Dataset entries
──────
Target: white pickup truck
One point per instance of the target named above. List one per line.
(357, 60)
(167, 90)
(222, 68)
──────
■ Task objective
The response must be an exact reproduction of all the entries.

■ Answer area
Target: white pickup truck
One point per instance of the target named above. List one per line.
(357, 60)
(167, 90)
(222, 68)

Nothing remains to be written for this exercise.